Testo fornito:
══════

[02/10/2008] Comunicati

Anche la Siria paga il conto del global warming

LIVORNO. La Siria governata dalla dinastia dittatoriale degli Assad fino ad ora era salita alla ribalta delle cronache per il suo ruolo di grande fratello del Libano e per lo scontro che la oppone ad Israele da decine di anni, ma anche in questo Paese arabo il global warming ha cominciato a farsi largo sulle montagne, nelle oasi e nei deserti. L´Onu ha lanciato un appello per un contributo di 20 milioni di euro per aiutare durante i prossimi 6 mesi circa un milione di siriani (più del 5% della popolazione) duramente colpiti dalla siccità.

L´ufficio di coordinamento degli affari umanitari dell´Onu spiega che «La Siria soffre della peggiore siccità degli ultimi 40 anni. Secondo il governo siriano, almeno un milione di persone, soprattutto pastori e piccoli agricoltori, rischiano di perdere i loro mezzi di sussistenza e di soffrire di malnutrizione», una cosa che la dittatura Baathista era riuscita fino ad ora ad evitare mantenendo un saldo controllo sull´economia statalista siriana.

Circa 59.000 piccoli proprietari di greggi hanno già perso tutti i loro animali ed altri 47.000 hanno perso tra il 50 e il 60% del bestiame. Il governo di Damasco ha accordato prestiti sotto forma di foraggio e donato vaccini e medicine veterinarie. Ma il governo siriano deve anche urgentemente assistere 29.000 famiglie e le risorse non bastano. Numerosi siriani stanno tirando la cinghia, vendono i loro beni ed iniziano ad emigrare, un fenomeno inedito per un Paese dove la dittatura ha comunque garantito ai più almeno una dignitosa povertà.

══════

I dati:
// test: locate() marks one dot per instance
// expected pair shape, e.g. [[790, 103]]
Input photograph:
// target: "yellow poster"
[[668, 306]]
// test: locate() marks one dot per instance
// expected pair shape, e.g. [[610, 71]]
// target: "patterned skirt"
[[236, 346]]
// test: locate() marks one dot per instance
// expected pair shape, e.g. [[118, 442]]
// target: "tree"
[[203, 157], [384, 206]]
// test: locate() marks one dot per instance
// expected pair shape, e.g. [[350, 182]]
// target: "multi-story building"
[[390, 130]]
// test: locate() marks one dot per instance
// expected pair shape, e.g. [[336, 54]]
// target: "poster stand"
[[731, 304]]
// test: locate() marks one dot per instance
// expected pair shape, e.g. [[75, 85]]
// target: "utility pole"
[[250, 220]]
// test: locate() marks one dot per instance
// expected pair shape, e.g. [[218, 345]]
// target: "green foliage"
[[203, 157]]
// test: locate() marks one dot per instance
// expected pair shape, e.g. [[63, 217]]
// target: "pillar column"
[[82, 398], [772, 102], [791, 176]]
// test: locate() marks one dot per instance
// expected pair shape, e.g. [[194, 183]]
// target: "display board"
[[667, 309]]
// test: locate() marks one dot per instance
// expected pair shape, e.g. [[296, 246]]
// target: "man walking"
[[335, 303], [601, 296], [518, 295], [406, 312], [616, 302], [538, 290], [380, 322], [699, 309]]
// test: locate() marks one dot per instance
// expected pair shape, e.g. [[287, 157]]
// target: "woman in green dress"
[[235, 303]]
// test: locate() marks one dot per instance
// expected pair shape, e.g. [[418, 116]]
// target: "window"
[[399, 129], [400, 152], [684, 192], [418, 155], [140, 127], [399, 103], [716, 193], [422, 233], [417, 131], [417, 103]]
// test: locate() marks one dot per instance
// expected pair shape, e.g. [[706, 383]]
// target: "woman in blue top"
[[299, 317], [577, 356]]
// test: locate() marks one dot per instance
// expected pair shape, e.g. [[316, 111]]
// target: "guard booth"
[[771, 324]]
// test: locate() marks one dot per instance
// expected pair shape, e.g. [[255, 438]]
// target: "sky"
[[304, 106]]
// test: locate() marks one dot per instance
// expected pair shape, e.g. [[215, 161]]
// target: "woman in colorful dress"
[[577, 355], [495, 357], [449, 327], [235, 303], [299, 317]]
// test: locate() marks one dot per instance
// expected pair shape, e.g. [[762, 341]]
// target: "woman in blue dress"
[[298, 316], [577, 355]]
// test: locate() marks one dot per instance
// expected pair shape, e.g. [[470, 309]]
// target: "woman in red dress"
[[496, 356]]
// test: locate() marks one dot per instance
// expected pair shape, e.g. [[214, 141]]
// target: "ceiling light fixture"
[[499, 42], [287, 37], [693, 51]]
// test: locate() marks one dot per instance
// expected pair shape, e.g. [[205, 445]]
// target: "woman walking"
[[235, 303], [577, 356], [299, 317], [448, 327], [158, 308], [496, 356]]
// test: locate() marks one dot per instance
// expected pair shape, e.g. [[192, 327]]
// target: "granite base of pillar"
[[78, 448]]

══════

Elenco dei compiti:
1. Rispondi a queste domande sull'articolo sulla siccità in Siria:
(a) Quanti euro chiede l'appello lanciato dall'Onu?
(b) Secondo l'ufficio di coordinamento degli affari umanitari dell'Onu, la siccità attuale è la peggiore degli ultimi quanti anni?
(c) Quanti piccoli proprietari di greggi hanno già perso tutti i loro animali?
2. Ricopia dall'articolo sulla siccità in Siria il brano che si apre con le parole contenenti "Circa 59.000 piccoli" e si chiude con "una dignitosa povertà.".
Per svolgere i compiti non occorre consultare i dati.

Le risposte:
1.
(a) 20 milioni di euro.
(b) Degli ultimi 40 anni.
(c) Circa 59.000.

2.
Circa 59.000 piccoli proprietari di greggi hanno già perso tutti i loro animali ed altri 47.000 hanno perso tra il 50 e il 60% del bestiame. Il governo di Damasco ha accordato prestiti sotto forma di foraggio e donato vaccini e medicine veterinarie. Ma il governo siriano deve anche urgentemente assistere 29.000 famiglie e le risorse non bastano. Numerosi siriani stanno tirando la cinghia, vendono i loro beni ed iniziano ad emigrare, un fenomeno inedito per un Paese dove la dittatura ha comunque garantito ai più almeno una dignitosa povertà.